**Exercise requirements:** Locate each line in the records that contains the string "shoe", and copy those lines out in full. Match case exactly.

**Material:**
++++++++

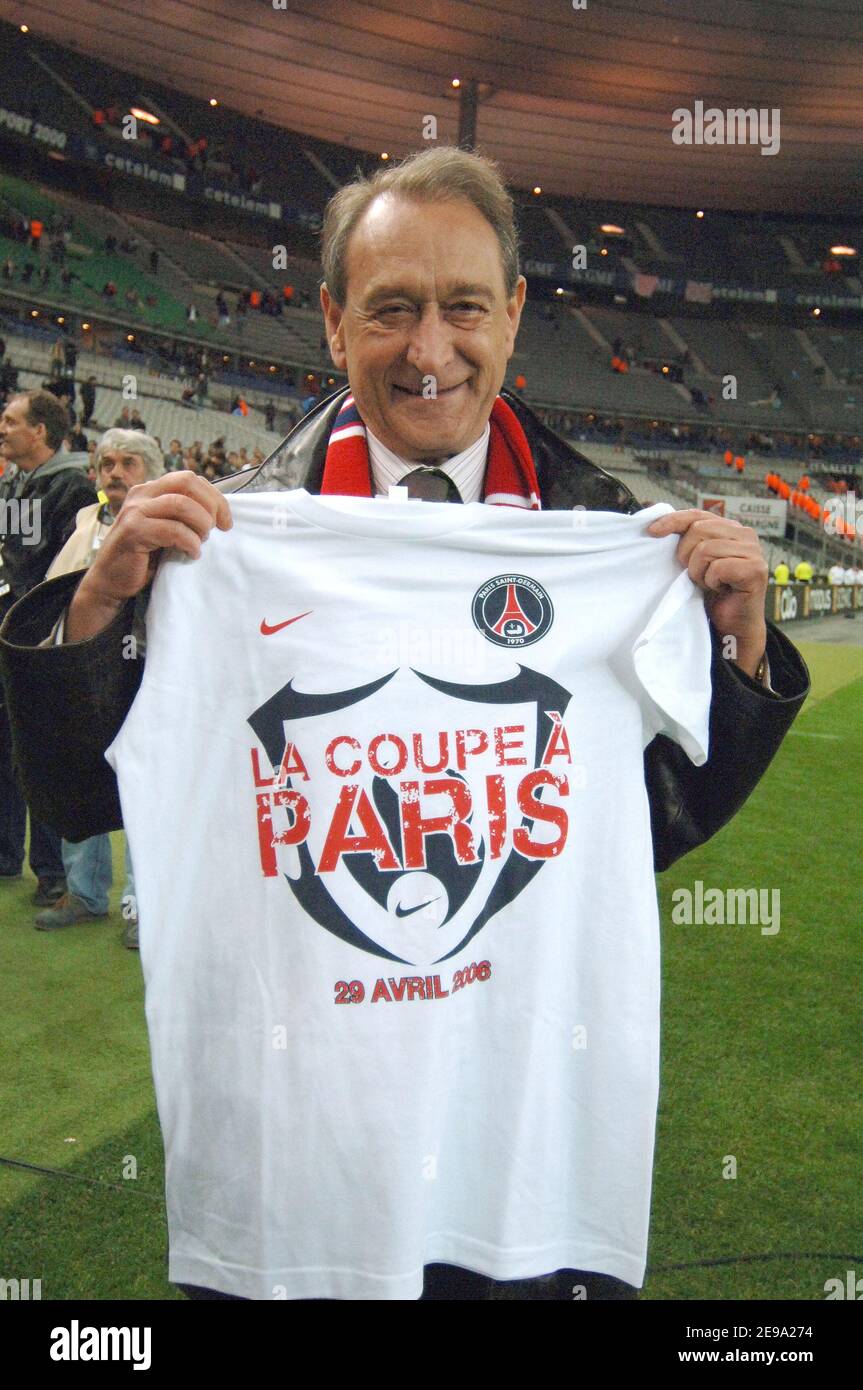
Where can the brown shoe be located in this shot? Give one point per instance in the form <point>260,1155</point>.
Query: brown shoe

++++++++

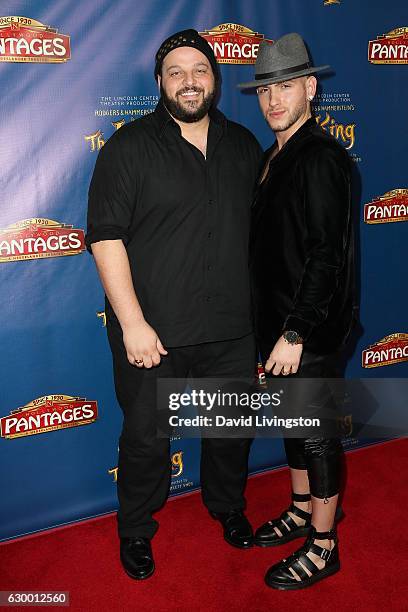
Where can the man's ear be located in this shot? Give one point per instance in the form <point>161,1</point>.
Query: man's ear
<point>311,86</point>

++++++++

**Written answer:**
Where can the brown shoe be located in this shot? Give one point per instance in the form <point>260,1155</point>.
Query: brown shoe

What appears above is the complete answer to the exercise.